For school-age kids from six to eleven years old, literacy and socialization become the critical developmental tasks. “Research shows that kids who are not reading up to par by third grade, their prognosis is significantly poorer for even graduating high school,” says Nowinski. “Here’s the problem with divorce: It becomes very stressful. The parents’ lifestyles often change, and it’s easy for school to get lost in the shuffle. It’s not as though a mom or dad doesn’t care about their kid, but they may feel so overwhelmed that they don’t oversee the homework as much, and they don’t stay in touch with the teacher. They just don’t have the time.”
During the elementary school years, kids also start to reach out and develop friendships. At this stage, playdates take on greater importance. Nowinski advises parents to coordinate get-togethers with their children’s friends on a regular basis and plan around their visitation schedule.
As kids reach middle school and high school, identity development and communication take on more importance. “Adolescents tend to be secretive boys and girls, so parents can falsely assume that everything’s fine,” warns Nowinski.” Ex-spouses need to be on the same page when it comes to enforcing rules such as curfews and a zero tolerance for drug and alcohol use.
As kids hit adolescence, they start to question who they are and what their future looks like. Parents should maintain an on-going dialogue with their teens about family values and what their interests are. “Who they hang out with, their peer group and their friends, helps define who they are,” Nowinski says.
Kids of all ages benefit from a stable home environment. Whenever possible, parents should try to minimize changes to their routines. Keeping the same school, friends and weekly schedule creates continuity and a sense of security for them during a turbulent time in their lives.
Some changes may be unavoidable, such as shuttling kids between two households. To minimize the stress and inconvenience, make sure they have clothes and toys in both places and a room or space they can call their own.
Maintaining rituals and holiday traditions can also provide comfort to kids. Nowinski encourages parents to continue family traditions such as celebrating birthdays or attending family gatherings during the holidays.

=== Dataset excerpts ===

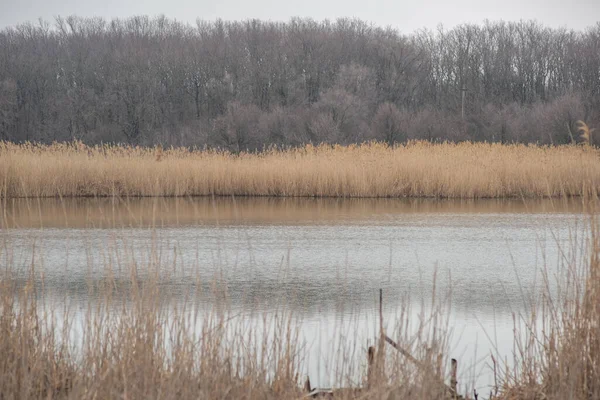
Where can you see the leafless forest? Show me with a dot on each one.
(252, 84)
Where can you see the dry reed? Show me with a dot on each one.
(417, 169)
(134, 345)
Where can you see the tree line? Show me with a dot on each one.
(251, 84)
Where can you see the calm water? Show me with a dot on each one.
(324, 260)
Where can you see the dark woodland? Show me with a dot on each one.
(253, 84)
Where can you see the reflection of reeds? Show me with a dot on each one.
(416, 169)
(133, 342)
(557, 349)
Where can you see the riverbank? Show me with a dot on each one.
(419, 170)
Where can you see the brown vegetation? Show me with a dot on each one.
(243, 85)
(131, 343)
(417, 169)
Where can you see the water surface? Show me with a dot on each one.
(323, 259)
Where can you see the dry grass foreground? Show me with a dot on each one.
(418, 169)
(131, 346)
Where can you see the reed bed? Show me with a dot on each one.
(416, 169)
(130, 341)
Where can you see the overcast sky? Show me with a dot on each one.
(405, 15)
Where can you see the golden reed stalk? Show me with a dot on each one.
(416, 169)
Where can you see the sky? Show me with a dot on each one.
(404, 15)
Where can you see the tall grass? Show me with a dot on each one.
(131, 342)
(557, 350)
(419, 169)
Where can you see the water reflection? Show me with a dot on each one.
(322, 259)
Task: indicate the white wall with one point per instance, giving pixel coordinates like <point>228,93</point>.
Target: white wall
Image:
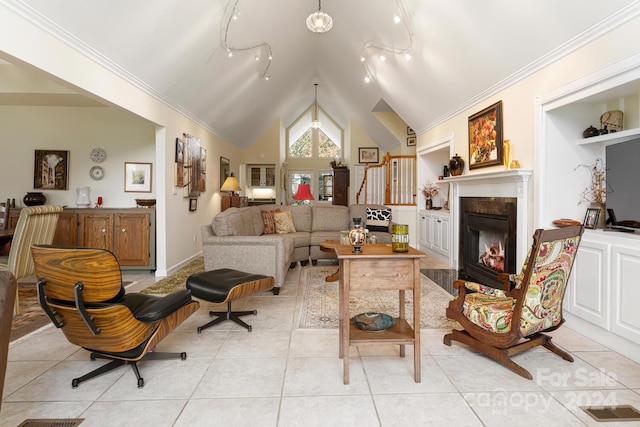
<point>519,107</point>
<point>178,230</point>
<point>77,130</point>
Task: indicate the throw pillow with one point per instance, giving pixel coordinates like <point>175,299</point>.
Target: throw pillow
<point>378,219</point>
<point>284,222</point>
<point>269,221</point>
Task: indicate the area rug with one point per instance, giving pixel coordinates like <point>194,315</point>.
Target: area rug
<point>176,280</point>
<point>320,304</point>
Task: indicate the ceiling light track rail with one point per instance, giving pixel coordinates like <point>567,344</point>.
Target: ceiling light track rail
<point>255,49</point>
<point>370,48</point>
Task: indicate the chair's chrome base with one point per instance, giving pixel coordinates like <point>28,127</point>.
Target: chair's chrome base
<point>116,363</point>
<point>223,316</point>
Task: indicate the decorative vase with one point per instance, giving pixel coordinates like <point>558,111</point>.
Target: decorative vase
<point>34,199</point>
<point>400,238</point>
<point>357,235</point>
<point>83,199</point>
<point>506,153</point>
<point>456,165</point>
<point>602,216</point>
<point>590,132</point>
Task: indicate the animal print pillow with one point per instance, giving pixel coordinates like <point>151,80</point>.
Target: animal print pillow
<point>378,219</point>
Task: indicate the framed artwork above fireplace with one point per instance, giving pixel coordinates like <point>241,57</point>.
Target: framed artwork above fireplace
<point>485,137</point>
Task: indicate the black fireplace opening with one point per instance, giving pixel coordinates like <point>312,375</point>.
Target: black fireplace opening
<point>487,239</point>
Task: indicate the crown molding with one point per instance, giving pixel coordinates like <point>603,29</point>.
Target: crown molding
<point>612,22</point>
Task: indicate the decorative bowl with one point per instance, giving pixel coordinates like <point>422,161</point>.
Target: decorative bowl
<point>373,321</point>
<point>146,203</point>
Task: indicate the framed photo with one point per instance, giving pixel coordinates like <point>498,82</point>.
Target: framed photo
<point>225,169</point>
<point>137,177</point>
<point>591,218</point>
<point>179,151</point>
<point>203,159</point>
<point>51,170</point>
<point>368,155</point>
<point>485,137</point>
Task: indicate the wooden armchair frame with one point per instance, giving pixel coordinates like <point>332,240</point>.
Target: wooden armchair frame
<point>81,291</point>
<point>500,346</point>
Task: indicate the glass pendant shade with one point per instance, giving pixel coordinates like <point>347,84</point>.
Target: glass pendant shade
<point>319,22</point>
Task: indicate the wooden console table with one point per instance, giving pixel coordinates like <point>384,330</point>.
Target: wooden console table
<point>378,268</point>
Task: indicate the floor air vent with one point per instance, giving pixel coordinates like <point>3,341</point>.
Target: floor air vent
<point>52,422</point>
<point>613,413</point>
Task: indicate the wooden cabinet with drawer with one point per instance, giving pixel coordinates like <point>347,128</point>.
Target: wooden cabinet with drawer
<point>129,233</point>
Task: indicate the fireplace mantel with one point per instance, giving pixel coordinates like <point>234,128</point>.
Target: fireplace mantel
<point>505,183</point>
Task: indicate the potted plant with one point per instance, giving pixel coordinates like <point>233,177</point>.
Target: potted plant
<point>429,191</point>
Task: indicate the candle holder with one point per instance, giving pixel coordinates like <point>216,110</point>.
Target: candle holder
<point>400,238</point>
<point>357,236</point>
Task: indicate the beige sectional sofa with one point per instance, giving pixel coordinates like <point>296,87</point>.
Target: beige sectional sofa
<point>236,237</point>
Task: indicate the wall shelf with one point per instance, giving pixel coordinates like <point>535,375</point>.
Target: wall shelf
<point>612,138</point>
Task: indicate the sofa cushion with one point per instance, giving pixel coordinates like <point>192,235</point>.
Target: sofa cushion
<point>378,219</point>
<point>237,222</point>
<point>284,222</point>
<point>330,218</point>
<point>268,221</point>
<point>301,216</point>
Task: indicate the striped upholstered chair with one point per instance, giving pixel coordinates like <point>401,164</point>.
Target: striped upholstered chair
<point>36,225</point>
<point>504,322</point>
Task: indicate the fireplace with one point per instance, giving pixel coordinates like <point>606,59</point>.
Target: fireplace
<point>512,186</point>
<point>488,233</point>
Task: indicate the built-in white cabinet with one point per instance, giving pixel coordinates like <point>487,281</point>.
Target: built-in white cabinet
<point>434,229</point>
<point>602,299</point>
<point>261,175</point>
<point>588,292</point>
<point>603,288</point>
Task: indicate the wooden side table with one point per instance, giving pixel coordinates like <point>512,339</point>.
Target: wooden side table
<point>379,268</point>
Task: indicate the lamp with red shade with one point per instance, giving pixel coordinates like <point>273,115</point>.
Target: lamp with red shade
<point>304,193</point>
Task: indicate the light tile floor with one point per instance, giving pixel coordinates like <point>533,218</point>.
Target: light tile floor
<point>279,375</point>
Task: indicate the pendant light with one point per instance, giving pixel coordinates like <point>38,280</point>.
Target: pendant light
<point>319,22</point>
<point>315,122</point>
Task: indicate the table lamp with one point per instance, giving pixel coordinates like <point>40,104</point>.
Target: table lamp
<point>231,185</point>
<point>304,193</point>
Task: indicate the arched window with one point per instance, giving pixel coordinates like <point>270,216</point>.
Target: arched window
<point>306,142</point>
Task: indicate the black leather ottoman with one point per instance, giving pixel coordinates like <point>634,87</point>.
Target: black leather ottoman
<point>225,285</point>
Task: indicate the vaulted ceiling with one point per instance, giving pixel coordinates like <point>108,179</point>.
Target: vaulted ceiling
<point>460,50</point>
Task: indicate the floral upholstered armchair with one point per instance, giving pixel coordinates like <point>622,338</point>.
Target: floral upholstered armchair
<point>496,321</point>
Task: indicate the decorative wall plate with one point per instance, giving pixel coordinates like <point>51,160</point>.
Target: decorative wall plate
<point>98,155</point>
<point>96,173</point>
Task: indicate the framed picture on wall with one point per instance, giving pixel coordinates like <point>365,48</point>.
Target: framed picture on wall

=== Tasks to carry out ===
1/ From the passage on children and divorce, copy the text word for word, beginning with the words "Maintaining rituals and" and stopping after the words "during the holidays.".
2/ The passage on children and divorce names what becomes critical or more important for school-age kids and then for middle and high schoolers. List every one of these.

=== Your written answers ===
1/
Maintaining rituals and holiday traditions can also provide comfort to kids. Nowinski encourages parents to continue family traditions such as celebrating birthdays or attending family gatherings during the holidays.

2/
- Literacy
- Socialization
- Identity development
- Communication